____ The data

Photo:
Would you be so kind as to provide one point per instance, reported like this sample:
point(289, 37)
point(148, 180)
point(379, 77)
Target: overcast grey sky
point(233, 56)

________
____ The data

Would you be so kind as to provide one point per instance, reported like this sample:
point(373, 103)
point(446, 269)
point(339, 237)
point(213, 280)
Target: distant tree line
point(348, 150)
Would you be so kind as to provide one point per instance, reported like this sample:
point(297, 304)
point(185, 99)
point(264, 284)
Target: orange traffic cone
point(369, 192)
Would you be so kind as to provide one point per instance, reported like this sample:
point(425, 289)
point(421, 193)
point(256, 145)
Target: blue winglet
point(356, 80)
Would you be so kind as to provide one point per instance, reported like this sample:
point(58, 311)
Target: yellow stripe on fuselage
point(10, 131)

________

- [Given task]: Select each row containing the string "Target" and copy those rows out in full.

- [Answer to the exercise]:
Target: overcast grey sky
Target: distant tree line
Target: orange traffic cone
Target: blue winglet
Target: yellow stripe on fuselage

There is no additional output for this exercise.